Reading poetry from a variety of traditions, I found the same preoccupations recurring across nations and eras, and understood them to be essentially human rather than culturally specific. My earliest poetic influences were the classics of English literature. It might not be apparent within my own style or structure, but I was overwhelmed by something more fundamental in this tradition, that being its concern with the human condition. 

At the same time, I was interested in my family background and began to learn more about Arabic and Persian verse, and then the Macedonian tradition, and I saw that these seemingly different traditions were in fact very similar. I found in modern Macedonian literature and Sufi poetry those ever-present subjects again: humanity, love, forgiveness, and the constant search for happiness. To Donne or Blake these may have been particularly English and Christian subjects, but I was able to understand them within a much broader context, and that’s how they’ve emerged within my own work. 

Constantine: How did you personally come to poetry? Was there a sudden moment or situation, some sort of turning point in your life?

Al-Asadi: There was no definite single turning point in my life that brought me to poetry, because my poetry has always been something beyond conscious decision-making. I see my verses as a revelation or as a “transmission” from above and through me to the paper. I get inspired and lose my mind. I start writing and forget everything around me. That’s the way even the first poems appeared on paper, and that’s how they appear to this day.

_Dataset excerpts_.
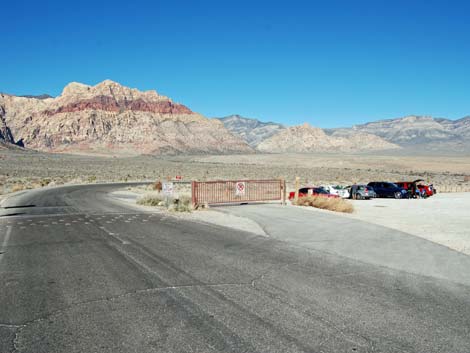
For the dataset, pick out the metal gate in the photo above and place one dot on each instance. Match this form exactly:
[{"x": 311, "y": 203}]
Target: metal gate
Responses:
[{"x": 237, "y": 191}]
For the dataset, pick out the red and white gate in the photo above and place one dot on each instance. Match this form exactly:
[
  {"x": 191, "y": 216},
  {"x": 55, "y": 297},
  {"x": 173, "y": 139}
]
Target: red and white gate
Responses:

_Parts of the exercise_.
(1) In the poetry interview, which subjects does the poet say recur in modern Macedonian literature and Sufi poetry?
(2) In the poetry interview, why does Al-Asadi say no definite single turning point led to poetry?

_Answers by task_.
(1) Humanity, love, forgiveness, and the constant search for happiness.

(2) Al-Asadi's poetry has always been something beyond conscious decision-making. The verses come as a revelation or "transmission" from above, through the poet to the paper, and that is how even the first poems appeared.